Exercise aim.
Could you give the records, from the line that contains "Target: <item>snow-covered roof</item>" through the line that contains "302 104 L 301", as a Markdown table with a Row column for the row number and a Line column for the line, leaving out any blank lines?

Material for this task.

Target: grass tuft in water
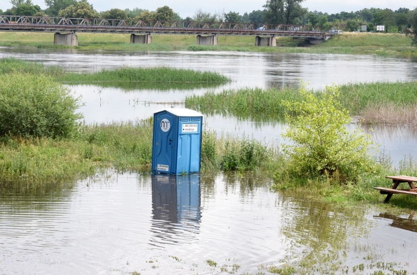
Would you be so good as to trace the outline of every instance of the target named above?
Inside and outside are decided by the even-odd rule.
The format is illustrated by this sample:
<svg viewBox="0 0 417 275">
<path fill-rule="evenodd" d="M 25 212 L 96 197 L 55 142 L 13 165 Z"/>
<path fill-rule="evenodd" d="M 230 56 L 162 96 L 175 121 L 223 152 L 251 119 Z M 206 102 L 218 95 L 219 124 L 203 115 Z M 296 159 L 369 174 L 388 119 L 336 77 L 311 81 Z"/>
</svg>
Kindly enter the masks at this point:
<svg viewBox="0 0 417 275">
<path fill-rule="evenodd" d="M 340 86 L 338 99 L 351 115 L 361 116 L 364 123 L 417 124 L 417 82 L 348 84 Z M 320 97 L 322 91 L 315 92 Z M 187 107 L 206 114 L 232 115 L 255 121 L 283 120 L 283 100 L 299 101 L 298 88 L 247 88 L 185 98 Z"/>
<path fill-rule="evenodd" d="M 0 59 L 0 73 L 2 74 L 19 72 L 34 75 L 43 74 L 51 77 L 58 82 L 70 84 L 91 84 L 136 87 L 143 85 L 165 85 L 171 88 L 172 85 L 189 87 L 190 84 L 199 86 L 219 85 L 230 81 L 230 79 L 214 72 L 202 72 L 194 70 L 166 67 L 155 68 L 121 67 L 103 70 L 94 73 L 66 72 L 56 66 L 46 66 L 43 64 L 20 60 L 15 58 Z M 167 85 L 168 85 L 167 86 Z"/>
<path fill-rule="evenodd" d="M 123 67 L 92 73 L 67 73 L 56 80 L 71 83 L 129 82 L 146 83 L 225 83 L 230 79 L 214 72 L 166 67 Z"/>
</svg>

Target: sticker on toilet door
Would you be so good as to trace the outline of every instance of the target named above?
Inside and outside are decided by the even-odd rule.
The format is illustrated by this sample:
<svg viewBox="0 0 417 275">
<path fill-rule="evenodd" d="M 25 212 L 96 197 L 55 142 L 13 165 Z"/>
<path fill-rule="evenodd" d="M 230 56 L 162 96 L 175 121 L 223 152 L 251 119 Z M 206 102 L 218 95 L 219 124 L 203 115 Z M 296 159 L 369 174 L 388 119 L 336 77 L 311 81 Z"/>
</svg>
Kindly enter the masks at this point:
<svg viewBox="0 0 417 275">
<path fill-rule="evenodd" d="M 167 132 L 171 128 L 171 123 L 169 121 L 164 118 L 161 122 L 161 129 L 163 132 Z"/>
</svg>

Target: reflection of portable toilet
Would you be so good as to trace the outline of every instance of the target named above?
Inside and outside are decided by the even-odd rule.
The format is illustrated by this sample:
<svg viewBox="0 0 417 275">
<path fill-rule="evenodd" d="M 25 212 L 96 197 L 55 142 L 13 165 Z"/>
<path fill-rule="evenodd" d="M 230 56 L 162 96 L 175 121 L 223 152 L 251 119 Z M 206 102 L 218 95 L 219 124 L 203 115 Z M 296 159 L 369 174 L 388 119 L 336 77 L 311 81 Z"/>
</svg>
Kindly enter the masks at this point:
<svg viewBox="0 0 417 275">
<path fill-rule="evenodd" d="M 151 178 L 153 219 L 158 225 L 191 223 L 187 226 L 190 227 L 200 222 L 200 175 L 155 174 Z"/>
<path fill-rule="evenodd" d="M 203 115 L 171 108 L 154 114 L 152 170 L 181 174 L 200 171 Z"/>
</svg>

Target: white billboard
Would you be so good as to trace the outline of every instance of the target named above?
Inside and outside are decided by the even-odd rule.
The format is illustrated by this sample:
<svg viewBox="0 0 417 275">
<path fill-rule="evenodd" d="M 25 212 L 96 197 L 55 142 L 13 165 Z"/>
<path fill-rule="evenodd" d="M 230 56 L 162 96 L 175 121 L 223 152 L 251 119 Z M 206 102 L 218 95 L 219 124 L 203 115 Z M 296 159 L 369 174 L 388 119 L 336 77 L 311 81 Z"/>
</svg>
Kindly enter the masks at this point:
<svg viewBox="0 0 417 275">
<path fill-rule="evenodd" d="M 385 30 L 385 26 L 376 26 L 376 31 L 384 31 Z"/>
</svg>

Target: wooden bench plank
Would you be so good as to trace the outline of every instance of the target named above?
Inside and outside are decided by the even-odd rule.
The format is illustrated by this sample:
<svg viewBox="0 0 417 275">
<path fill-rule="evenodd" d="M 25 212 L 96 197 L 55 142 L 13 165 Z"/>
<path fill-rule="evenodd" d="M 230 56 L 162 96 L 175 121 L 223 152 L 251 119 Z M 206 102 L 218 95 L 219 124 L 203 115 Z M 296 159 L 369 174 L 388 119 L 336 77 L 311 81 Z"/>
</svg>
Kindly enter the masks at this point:
<svg viewBox="0 0 417 275">
<path fill-rule="evenodd" d="M 410 176 L 388 176 L 385 178 L 391 179 L 393 180 L 400 180 L 404 182 L 417 182 L 417 177 L 411 177 Z"/>
<path fill-rule="evenodd" d="M 392 189 L 384 187 L 374 187 L 373 189 L 383 191 L 385 194 L 407 194 L 408 195 L 417 196 L 417 190 L 413 190 L 413 191 L 407 191 L 407 190 L 411 190 Z M 382 192 L 381 193 L 382 193 Z"/>
</svg>

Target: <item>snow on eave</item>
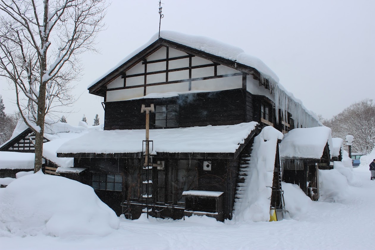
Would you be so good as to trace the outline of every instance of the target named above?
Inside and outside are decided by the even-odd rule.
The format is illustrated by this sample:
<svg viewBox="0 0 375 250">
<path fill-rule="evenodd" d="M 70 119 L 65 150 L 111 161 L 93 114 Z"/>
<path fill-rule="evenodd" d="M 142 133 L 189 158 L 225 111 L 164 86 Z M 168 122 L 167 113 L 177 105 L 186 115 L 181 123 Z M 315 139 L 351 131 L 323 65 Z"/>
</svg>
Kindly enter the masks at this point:
<svg viewBox="0 0 375 250">
<path fill-rule="evenodd" d="M 280 157 L 283 159 L 320 159 L 328 144 L 330 159 L 333 151 L 331 129 L 316 127 L 292 129 L 280 144 Z"/>
<path fill-rule="evenodd" d="M 252 121 L 233 125 L 150 129 L 155 152 L 233 153 L 255 129 Z M 62 153 L 126 153 L 142 152 L 144 129 L 92 131 L 63 144 Z"/>
</svg>

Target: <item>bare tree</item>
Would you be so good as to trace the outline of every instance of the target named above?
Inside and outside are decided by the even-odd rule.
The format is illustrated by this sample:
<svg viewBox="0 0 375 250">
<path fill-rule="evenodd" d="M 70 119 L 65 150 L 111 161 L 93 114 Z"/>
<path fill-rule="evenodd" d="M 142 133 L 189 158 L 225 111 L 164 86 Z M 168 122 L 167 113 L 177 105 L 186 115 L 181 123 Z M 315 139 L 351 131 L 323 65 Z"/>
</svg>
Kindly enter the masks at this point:
<svg viewBox="0 0 375 250">
<path fill-rule="evenodd" d="M 71 103 L 78 56 L 95 50 L 106 7 L 104 0 L 0 0 L 0 75 L 14 84 L 22 118 L 35 133 L 34 172 L 46 115 Z"/>
<path fill-rule="evenodd" d="M 17 123 L 15 116 L 7 115 L 5 109 L 3 97 L 0 95 L 0 145 L 10 138 Z"/>
<path fill-rule="evenodd" d="M 351 105 L 324 123 L 332 129 L 332 136 L 344 140 L 352 135 L 353 152 L 368 154 L 375 146 L 375 104 L 365 99 Z"/>
</svg>

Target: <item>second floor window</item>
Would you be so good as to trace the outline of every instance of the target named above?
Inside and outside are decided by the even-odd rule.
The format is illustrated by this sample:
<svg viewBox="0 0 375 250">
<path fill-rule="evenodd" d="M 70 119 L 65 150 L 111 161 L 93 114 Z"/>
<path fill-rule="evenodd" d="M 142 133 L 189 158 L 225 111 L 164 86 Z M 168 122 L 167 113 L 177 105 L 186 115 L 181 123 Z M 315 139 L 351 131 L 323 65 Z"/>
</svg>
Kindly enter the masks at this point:
<svg viewBox="0 0 375 250">
<path fill-rule="evenodd" d="M 271 116 L 272 110 L 271 108 L 268 105 L 262 103 L 261 105 L 261 117 L 265 120 L 267 120 L 269 121 L 272 121 L 272 119 Z"/>
<path fill-rule="evenodd" d="M 155 108 L 155 127 L 178 126 L 178 104 L 157 105 Z"/>
</svg>

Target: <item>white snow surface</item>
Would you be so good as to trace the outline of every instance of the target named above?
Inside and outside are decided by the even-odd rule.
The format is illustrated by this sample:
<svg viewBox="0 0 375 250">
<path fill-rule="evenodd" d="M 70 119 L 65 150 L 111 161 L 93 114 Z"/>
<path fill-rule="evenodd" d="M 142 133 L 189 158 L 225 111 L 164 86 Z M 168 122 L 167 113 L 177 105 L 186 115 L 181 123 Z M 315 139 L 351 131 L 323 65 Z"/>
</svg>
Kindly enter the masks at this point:
<svg viewBox="0 0 375 250">
<path fill-rule="evenodd" d="M 189 190 L 182 192 L 183 195 L 194 195 L 208 197 L 218 197 L 224 193 L 224 192 L 206 191 L 201 190 Z"/>
<path fill-rule="evenodd" d="M 263 128 L 254 139 L 245 177 L 247 188 L 240 202 L 235 204 L 233 220 L 267 222 L 270 220 L 271 187 L 278 139 L 283 134 L 273 127 Z"/>
<path fill-rule="evenodd" d="M 324 179 L 330 181 L 330 177 L 335 174 L 326 175 Z M 2 250 L 265 250 L 275 246 L 288 250 L 373 249 L 375 181 L 370 180 L 367 166 L 354 169 L 353 175 L 358 184 L 348 186 L 345 181 L 338 183 L 344 186 L 337 188 L 347 193 L 345 197 L 338 194 L 341 199 L 333 197 L 335 202 L 313 202 L 297 185 L 282 183 L 290 219 L 258 223 L 226 221 L 223 223 L 206 216 L 193 216 L 185 217 L 185 220 L 173 220 L 152 217 L 147 219 L 143 214 L 134 220 L 120 217 L 119 229 L 101 237 L 77 234 L 55 237 L 38 226 L 29 228 L 28 234 L 19 231 L 20 233 L 16 234 L 10 232 L 6 227 L 9 223 L 2 223 L 0 235 L 5 237 L 0 237 L 0 246 Z M 324 193 L 323 186 L 321 190 Z M 0 189 L 0 193 L 2 193 L 1 190 L 8 188 Z M 51 193 L 50 191 L 47 197 Z M 0 204 L 3 201 L 0 199 Z M 25 206 L 24 204 L 21 202 L 20 205 Z M 34 205 L 34 202 L 31 205 Z M 37 215 L 39 216 L 40 213 Z M 15 213 L 12 216 L 15 220 L 23 216 Z M 26 222 L 30 220 L 28 219 Z M 14 223 L 10 228 L 16 228 L 20 224 Z"/>
<path fill-rule="evenodd" d="M 234 153 L 255 128 L 252 121 L 234 125 L 150 130 L 153 151 L 168 153 Z M 144 129 L 94 131 L 69 141 L 58 153 L 132 153 L 142 151 Z"/>
<path fill-rule="evenodd" d="M 0 185 L 4 185 L 6 186 L 8 186 L 15 179 L 15 178 L 12 178 L 10 177 L 0 178 Z"/>
<path fill-rule="evenodd" d="M 72 168 L 59 167 L 56 170 L 56 173 L 72 173 L 74 174 L 79 174 L 82 171 L 86 170 L 87 169 L 81 168 Z"/>
<path fill-rule="evenodd" d="M 0 237 L 104 236 L 118 228 L 91 187 L 41 171 L 0 189 Z"/>
<path fill-rule="evenodd" d="M 286 134 L 281 141 L 280 157 L 286 159 L 320 159 L 327 142 L 330 154 L 332 151 L 332 136 L 331 129 L 327 127 L 294 129 Z"/>
<path fill-rule="evenodd" d="M 361 163 L 358 167 L 364 167 L 369 169 L 369 165 L 374 159 L 375 159 L 375 147 L 369 154 L 361 156 L 360 158 Z"/>
<path fill-rule="evenodd" d="M 340 150 L 342 147 L 342 144 L 344 140 L 342 138 L 334 137 L 332 138 L 332 152 L 331 152 L 332 157 L 338 156 L 340 154 Z"/>
<path fill-rule="evenodd" d="M 0 169 L 34 169 L 34 153 L 0 151 Z"/>
<path fill-rule="evenodd" d="M 269 81 L 270 93 L 275 97 L 275 109 L 278 110 L 279 108 L 280 109 L 282 115 L 285 118 L 286 118 L 287 112 L 289 112 L 295 116 L 294 119 L 296 127 L 301 125 L 303 127 L 323 126 L 315 114 L 303 105 L 301 100 L 296 98 L 280 83 L 279 78 L 266 64 L 258 58 L 244 53 L 242 49 L 207 37 L 188 35 L 174 31 L 162 31 L 160 32 L 160 36 L 165 39 L 256 69 L 261 74 L 261 82 L 264 82 L 266 79 Z M 94 81 L 87 87 L 88 88 L 146 49 L 158 38 L 159 34 L 157 33 L 148 42 Z M 278 116 L 276 117 L 276 120 L 278 122 Z"/>
</svg>

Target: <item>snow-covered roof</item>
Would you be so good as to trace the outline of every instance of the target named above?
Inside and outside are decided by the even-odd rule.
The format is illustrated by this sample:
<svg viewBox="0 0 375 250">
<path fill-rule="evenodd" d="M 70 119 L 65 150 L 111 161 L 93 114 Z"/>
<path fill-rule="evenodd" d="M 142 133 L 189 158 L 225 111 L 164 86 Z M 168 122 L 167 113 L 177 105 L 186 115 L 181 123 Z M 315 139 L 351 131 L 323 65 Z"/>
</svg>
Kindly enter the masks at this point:
<svg viewBox="0 0 375 250">
<path fill-rule="evenodd" d="M 340 155 L 340 150 L 342 147 L 342 143 L 344 140 L 342 138 L 334 137 L 332 138 L 332 152 L 331 155 L 332 157 L 338 156 Z"/>
<path fill-rule="evenodd" d="M 302 104 L 301 100 L 294 97 L 292 93 L 287 91 L 280 84 L 276 75 L 259 58 L 245 53 L 239 48 L 204 36 L 188 35 L 170 31 L 162 31 L 160 35 L 160 37 L 165 40 L 255 69 L 261 73 L 261 82 L 263 82 L 266 80 L 268 81 L 270 92 L 274 97 L 275 109 L 276 110 L 280 109 L 282 115 L 286 118 L 288 112 L 295 115 L 296 117 L 293 117 L 293 119 L 295 120 L 296 127 L 300 125 L 304 127 L 322 126 L 315 114 L 307 109 Z M 159 34 L 155 34 L 148 42 L 94 81 L 88 86 L 88 88 L 100 82 L 115 70 L 157 41 L 159 38 Z M 277 116 L 276 120 L 278 122 L 278 119 L 279 117 Z"/>
<path fill-rule="evenodd" d="M 316 127 L 292 129 L 280 144 L 280 157 L 288 159 L 320 159 L 327 143 L 333 151 L 331 129 Z M 332 156 L 330 156 L 330 159 Z"/>
<path fill-rule="evenodd" d="M 234 153 L 255 128 L 252 121 L 234 125 L 150 129 L 153 151 Z M 92 131 L 64 144 L 58 153 L 112 154 L 142 151 L 144 129 Z"/>
<path fill-rule="evenodd" d="M 34 169 L 34 153 L 0 151 L 0 169 Z"/>
<path fill-rule="evenodd" d="M 201 190 L 189 190 L 182 192 L 183 195 L 201 196 L 205 197 L 218 197 L 224 193 L 224 192 L 218 191 L 206 191 Z"/>
<path fill-rule="evenodd" d="M 87 126 L 86 123 L 82 125 L 82 123 L 80 124 L 82 126 L 73 126 L 60 122 L 46 124 L 44 136 L 50 141 L 43 143 L 43 157 L 62 167 L 72 167 L 74 159 L 57 157 L 56 150 L 68 141 L 79 137 L 88 131 L 102 130 L 100 126 Z M 28 128 L 23 120 L 20 120 L 12 138 L 5 143 Z M 34 158 L 34 153 L 0 151 L 0 168 L 33 169 Z"/>
<path fill-rule="evenodd" d="M 56 170 L 56 173 L 72 173 L 79 174 L 87 169 L 81 168 L 71 168 L 70 167 L 59 167 Z"/>
</svg>

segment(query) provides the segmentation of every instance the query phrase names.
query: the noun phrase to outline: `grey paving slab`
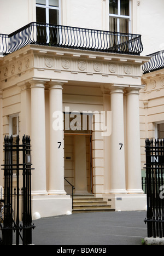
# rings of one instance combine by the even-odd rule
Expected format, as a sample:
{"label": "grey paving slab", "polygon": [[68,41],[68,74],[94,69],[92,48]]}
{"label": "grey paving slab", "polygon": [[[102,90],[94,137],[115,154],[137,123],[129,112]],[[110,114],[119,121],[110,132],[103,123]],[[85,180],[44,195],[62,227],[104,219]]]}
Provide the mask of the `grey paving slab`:
{"label": "grey paving slab", "polygon": [[36,245],[142,245],[147,236],[146,212],[93,212],[42,218],[33,222]]}

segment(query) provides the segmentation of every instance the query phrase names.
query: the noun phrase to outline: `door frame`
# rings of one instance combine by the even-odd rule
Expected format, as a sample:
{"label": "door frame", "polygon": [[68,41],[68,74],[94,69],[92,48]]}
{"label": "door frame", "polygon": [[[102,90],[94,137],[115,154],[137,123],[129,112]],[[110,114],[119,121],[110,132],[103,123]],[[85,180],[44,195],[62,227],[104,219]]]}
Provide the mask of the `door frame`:
{"label": "door frame", "polygon": [[[90,133],[64,133],[64,138],[65,135],[73,135],[73,136],[85,136],[90,137],[90,194],[93,195],[93,140],[92,140],[92,131]],[[72,184],[74,185],[74,184]]]}

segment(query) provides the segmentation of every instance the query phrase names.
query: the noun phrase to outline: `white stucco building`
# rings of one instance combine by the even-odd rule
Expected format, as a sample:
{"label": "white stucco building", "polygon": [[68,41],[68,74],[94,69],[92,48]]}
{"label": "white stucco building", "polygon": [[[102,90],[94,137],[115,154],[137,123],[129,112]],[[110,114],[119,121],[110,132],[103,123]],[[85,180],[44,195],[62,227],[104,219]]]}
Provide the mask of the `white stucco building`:
{"label": "white stucco building", "polygon": [[163,2],[0,0],[0,162],[5,135],[30,135],[33,214],[71,211],[64,177],[116,211],[145,210],[144,140],[164,120],[162,103],[149,117],[145,86],[163,78],[142,66],[164,43]]}

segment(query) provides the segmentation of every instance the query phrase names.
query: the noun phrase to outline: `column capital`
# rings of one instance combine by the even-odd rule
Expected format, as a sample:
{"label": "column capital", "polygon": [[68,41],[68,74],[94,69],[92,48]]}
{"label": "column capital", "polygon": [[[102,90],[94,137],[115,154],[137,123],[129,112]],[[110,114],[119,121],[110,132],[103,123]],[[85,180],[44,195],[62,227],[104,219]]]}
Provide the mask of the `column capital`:
{"label": "column capital", "polygon": [[129,94],[139,94],[140,90],[143,88],[142,86],[130,86],[128,88],[126,88],[126,95]]}
{"label": "column capital", "polygon": [[25,82],[18,83],[17,83],[17,85],[20,88],[20,91],[30,89],[31,87],[31,84],[30,84],[30,83],[25,83]]}
{"label": "column capital", "polygon": [[125,88],[124,87],[122,87],[121,86],[112,86],[112,87],[110,88],[110,94],[124,94],[124,89]]}
{"label": "column capital", "polygon": [[46,81],[43,80],[32,80],[29,83],[31,85],[31,88],[45,88],[45,84],[46,82]]}
{"label": "column capital", "polygon": [[0,98],[3,97],[3,90],[0,89]]}
{"label": "column capital", "polygon": [[68,83],[65,80],[51,80],[48,85],[49,86],[49,90],[51,89],[63,89],[63,86],[65,84]]}

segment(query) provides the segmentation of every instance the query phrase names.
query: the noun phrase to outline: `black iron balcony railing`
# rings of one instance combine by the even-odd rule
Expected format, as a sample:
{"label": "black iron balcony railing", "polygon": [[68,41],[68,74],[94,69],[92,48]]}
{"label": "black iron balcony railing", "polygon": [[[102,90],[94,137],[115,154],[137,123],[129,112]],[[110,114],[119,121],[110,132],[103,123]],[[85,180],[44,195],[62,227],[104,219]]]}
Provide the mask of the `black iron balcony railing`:
{"label": "black iron balcony railing", "polygon": [[152,58],[143,65],[144,74],[164,68],[164,50],[150,54],[148,57]]}
{"label": "black iron balcony railing", "polygon": [[2,54],[30,44],[134,55],[143,50],[139,34],[38,22],[30,23],[9,35],[0,34]]}

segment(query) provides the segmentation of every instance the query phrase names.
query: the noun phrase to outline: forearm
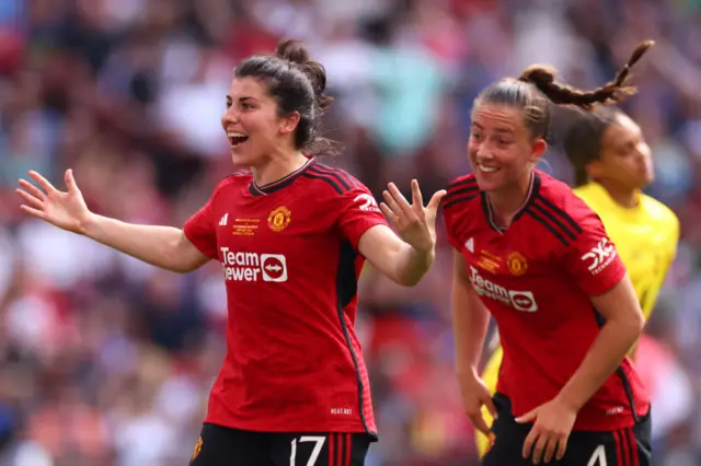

Task answer.
| Row | Line |
|---|---|
| 1 | Target: <item>snow-covered roof</item> |
| 2 | Would you be so good as to trace the outline of every instance of the target named above? |
| 3 | Inside and outside are decided by the even-odd rule. |
| 4 | The format is illustrated by this sample: |
| 5 | <svg viewBox="0 0 375 250"> |
| 6 | <path fill-rule="evenodd" d="M 70 119 L 65 150 L 111 161 L 93 114 Z"/> |
| 7 | <path fill-rule="evenodd" d="M 142 133 L 189 158 L 225 111 L 164 86 Z M 168 122 L 167 113 L 177 105 L 186 115 L 181 123 Z M 315 139 L 351 131 L 323 65 Z"/> |
| 8 | </svg> |
| 9 | Kindly enter the masks at this point: |
| 10 | <svg viewBox="0 0 375 250"> |
| 11 | <path fill-rule="evenodd" d="M 340 155 L 340 150 L 342 147 L 342 143 L 344 140 L 342 138 L 334 137 L 332 138 L 332 152 L 331 155 L 332 157 L 338 156 Z"/> |
| 12 | <path fill-rule="evenodd" d="M 302 104 L 301 100 L 294 97 L 292 93 L 287 91 L 280 84 L 276 75 L 259 58 L 245 53 L 239 48 L 204 36 L 188 35 L 170 31 L 162 31 L 160 35 L 160 37 L 165 40 L 255 69 L 261 73 L 261 82 L 263 82 L 266 80 L 268 81 L 270 92 L 274 97 L 275 109 L 276 110 L 280 109 L 282 115 L 286 118 L 288 112 L 295 115 L 296 117 L 293 117 L 293 119 L 295 120 L 296 127 L 300 125 L 304 127 L 322 126 L 315 114 L 307 109 Z M 159 34 L 155 34 L 148 42 L 94 81 L 88 86 L 88 88 L 100 82 L 115 70 L 157 41 L 159 38 Z M 277 116 L 276 120 L 278 122 L 278 119 L 279 117 Z"/> |